The expected result is every entry, retyped character for character.

==== Available data

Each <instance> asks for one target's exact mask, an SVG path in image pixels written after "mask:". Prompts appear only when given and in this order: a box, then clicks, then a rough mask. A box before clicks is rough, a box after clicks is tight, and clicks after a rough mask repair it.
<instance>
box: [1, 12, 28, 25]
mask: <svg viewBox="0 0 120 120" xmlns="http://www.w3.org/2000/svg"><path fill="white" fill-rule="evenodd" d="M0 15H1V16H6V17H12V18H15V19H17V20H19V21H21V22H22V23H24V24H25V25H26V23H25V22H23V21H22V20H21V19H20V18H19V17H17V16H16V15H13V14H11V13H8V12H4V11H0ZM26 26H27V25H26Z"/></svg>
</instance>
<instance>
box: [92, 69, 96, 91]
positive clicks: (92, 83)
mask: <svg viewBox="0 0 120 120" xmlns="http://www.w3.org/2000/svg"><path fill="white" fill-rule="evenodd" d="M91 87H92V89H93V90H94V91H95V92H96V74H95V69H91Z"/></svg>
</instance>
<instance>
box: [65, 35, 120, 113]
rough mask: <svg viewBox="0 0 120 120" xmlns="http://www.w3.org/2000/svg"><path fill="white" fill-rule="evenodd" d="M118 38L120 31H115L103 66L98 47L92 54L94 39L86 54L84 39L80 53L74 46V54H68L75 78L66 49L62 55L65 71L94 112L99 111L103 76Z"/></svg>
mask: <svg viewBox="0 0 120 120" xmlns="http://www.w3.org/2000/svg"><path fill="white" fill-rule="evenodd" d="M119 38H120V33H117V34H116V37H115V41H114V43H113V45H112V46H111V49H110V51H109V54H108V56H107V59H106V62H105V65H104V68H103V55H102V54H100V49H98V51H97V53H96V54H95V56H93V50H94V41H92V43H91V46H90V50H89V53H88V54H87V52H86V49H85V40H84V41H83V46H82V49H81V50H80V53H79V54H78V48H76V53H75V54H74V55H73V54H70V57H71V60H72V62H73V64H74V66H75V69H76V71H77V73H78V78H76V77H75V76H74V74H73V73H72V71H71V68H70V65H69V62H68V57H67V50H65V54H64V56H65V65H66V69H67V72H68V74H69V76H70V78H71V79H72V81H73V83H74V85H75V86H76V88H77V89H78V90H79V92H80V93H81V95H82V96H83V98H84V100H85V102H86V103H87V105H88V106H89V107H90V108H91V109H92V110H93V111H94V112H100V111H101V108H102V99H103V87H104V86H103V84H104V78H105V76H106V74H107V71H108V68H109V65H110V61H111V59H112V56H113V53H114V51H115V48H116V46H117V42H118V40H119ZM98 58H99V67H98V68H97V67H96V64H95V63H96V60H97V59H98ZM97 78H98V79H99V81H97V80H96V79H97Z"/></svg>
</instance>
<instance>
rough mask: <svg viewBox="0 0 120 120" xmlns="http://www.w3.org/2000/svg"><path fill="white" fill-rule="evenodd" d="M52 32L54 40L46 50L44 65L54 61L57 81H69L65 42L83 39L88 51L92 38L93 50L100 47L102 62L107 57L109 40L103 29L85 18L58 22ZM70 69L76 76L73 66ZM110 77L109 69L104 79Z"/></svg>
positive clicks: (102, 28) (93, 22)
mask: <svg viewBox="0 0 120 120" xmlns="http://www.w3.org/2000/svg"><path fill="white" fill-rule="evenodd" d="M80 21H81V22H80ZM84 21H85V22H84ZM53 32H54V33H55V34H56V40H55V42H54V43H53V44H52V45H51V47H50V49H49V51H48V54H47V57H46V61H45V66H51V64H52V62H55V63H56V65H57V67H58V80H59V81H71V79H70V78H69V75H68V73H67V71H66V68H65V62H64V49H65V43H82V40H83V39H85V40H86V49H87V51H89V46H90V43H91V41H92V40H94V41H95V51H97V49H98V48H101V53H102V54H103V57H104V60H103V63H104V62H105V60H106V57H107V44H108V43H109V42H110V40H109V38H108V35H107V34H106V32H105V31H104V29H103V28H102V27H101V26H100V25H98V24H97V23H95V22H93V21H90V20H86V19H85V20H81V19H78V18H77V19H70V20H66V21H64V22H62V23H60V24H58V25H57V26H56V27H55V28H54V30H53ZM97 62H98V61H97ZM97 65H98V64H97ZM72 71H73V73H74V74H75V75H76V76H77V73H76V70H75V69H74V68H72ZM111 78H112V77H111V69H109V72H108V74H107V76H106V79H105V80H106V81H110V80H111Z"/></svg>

========

- Exercise answer
Each <instance> asks for one target's exact mask, an SVG path in image pixels written after "mask:". Prompts appear only when given and in this order: a box, then clicks, then a rough mask. A box before clicks is rough, a box after clicks is tight, and clicks after a rough mask repair it.
<instance>
box: [1, 12, 28, 25]
mask: <svg viewBox="0 0 120 120" xmlns="http://www.w3.org/2000/svg"><path fill="white" fill-rule="evenodd" d="M0 15H1V16H6V17H12V18H15V19H17V20H19V21H21V22H22V23H24V24H25V25H26V23H25V22H23V21H22V20H21V19H20V18H19V17H17V16H16V15H13V14H11V13H8V12H4V11H0ZM26 26H27V25H26Z"/></svg>
</instance>
<instance>
box: [92, 69, 96, 91]
positive clicks: (92, 83)
mask: <svg viewBox="0 0 120 120" xmlns="http://www.w3.org/2000/svg"><path fill="white" fill-rule="evenodd" d="M91 87H92V89H93V90H94V91H95V92H96V74H95V69H91Z"/></svg>
</instance>
<instance>
box: [65, 35, 120, 113]
rough mask: <svg viewBox="0 0 120 120" xmlns="http://www.w3.org/2000/svg"><path fill="white" fill-rule="evenodd" d="M118 38L120 31H115L103 66L98 47L92 54L94 39L86 54L84 39L80 53L74 46V54H68L75 78L66 49L62 55L65 71L94 112L99 111L103 76Z"/></svg>
mask: <svg viewBox="0 0 120 120" xmlns="http://www.w3.org/2000/svg"><path fill="white" fill-rule="evenodd" d="M119 38H120V33H117V34H116V37H115V41H114V43H113V45H112V46H111V49H110V51H109V54H108V56H107V59H106V62H105V65H104V68H103V55H102V54H100V49H98V51H97V53H96V54H95V56H93V50H94V41H92V43H91V46H90V50H89V53H88V54H87V52H86V49H85V40H84V41H83V46H82V49H81V50H80V53H79V54H78V48H76V53H75V54H74V55H73V54H70V57H71V60H72V62H73V64H74V66H75V69H76V71H77V73H78V78H76V77H75V76H74V74H73V73H72V71H71V68H70V65H69V62H68V57H67V50H65V54H64V56H65V65H66V69H67V72H68V74H69V76H70V78H71V79H72V81H73V83H74V85H75V86H76V88H77V89H78V90H79V92H80V93H81V95H82V96H83V98H84V100H85V102H86V103H87V105H88V106H89V107H90V108H91V109H92V110H93V111H94V112H100V111H101V108H102V99H103V87H104V86H103V84H104V78H105V76H106V74H107V71H108V68H109V65H110V61H111V59H112V56H113V53H114V51H115V48H116V46H117V42H118V40H119ZM98 58H99V67H98V68H97V67H96V64H95V63H96V60H97V59H98ZM97 78H98V79H99V81H97V80H96V79H97Z"/></svg>
</instance>
<instance>
rough mask: <svg viewBox="0 0 120 120" xmlns="http://www.w3.org/2000/svg"><path fill="white" fill-rule="evenodd" d="M52 32L54 40L46 50L44 65L54 61L57 81H69L65 42L83 39L88 51L92 38L93 50L100 47L102 62L107 57L109 40L103 29L85 18L58 22ZM70 69L76 76L73 66ZM110 77L109 69L104 79Z"/></svg>
positive clicks: (102, 28) (93, 22)
mask: <svg viewBox="0 0 120 120" xmlns="http://www.w3.org/2000/svg"><path fill="white" fill-rule="evenodd" d="M80 21H81V22H80ZM84 21H85V22H84ZM53 32H54V33H55V34H56V40H55V42H54V43H53V44H52V45H51V47H50V49H49V51H48V54H47V57H46V61H45V66H51V64H52V62H55V63H56V65H57V67H58V80H59V81H71V79H70V78H69V75H68V73H67V71H66V68H65V62H64V49H65V43H82V40H83V39H85V40H86V49H87V51H89V46H90V43H91V41H92V40H94V41H95V51H97V49H98V48H101V53H102V54H103V57H104V60H103V63H104V62H105V60H106V57H107V44H108V43H109V42H110V40H109V38H108V35H107V34H106V32H105V31H104V29H103V28H102V27H101V26H100V25H98V24H97V23H95V22H93V21H90V20H86V19H85V20H81V19H78V18H77V19H70V20H66V21H64V22H62V23H60V24H58V25H57V26H56V27H55V28H54V30H53ZM97 62H98V61H97ZM97 65H98V64H97ZM72 71H73V73H74V74H75V75H76V76H77V73H76V70H75V69H74V68H72ZM111 78H112V77H111V69H109V72H108V74H107V76H106V79H105V80H106V81H110V80H111Z"/></svg>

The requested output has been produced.